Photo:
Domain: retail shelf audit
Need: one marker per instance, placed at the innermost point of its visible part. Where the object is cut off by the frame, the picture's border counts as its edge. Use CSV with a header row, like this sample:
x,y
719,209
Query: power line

Instructions for the task =
The data is to be reproduced in full, every line intact.

Output for this task =
Photo:
Domain: retail shelf audit
Need: one marker per instance, placed at the innermost point of its visible part. Where the object is cut off by the frame, the picture's border counts as its edge. Use CSV with a header row, like this sample:
x,y
719,209
Query: power line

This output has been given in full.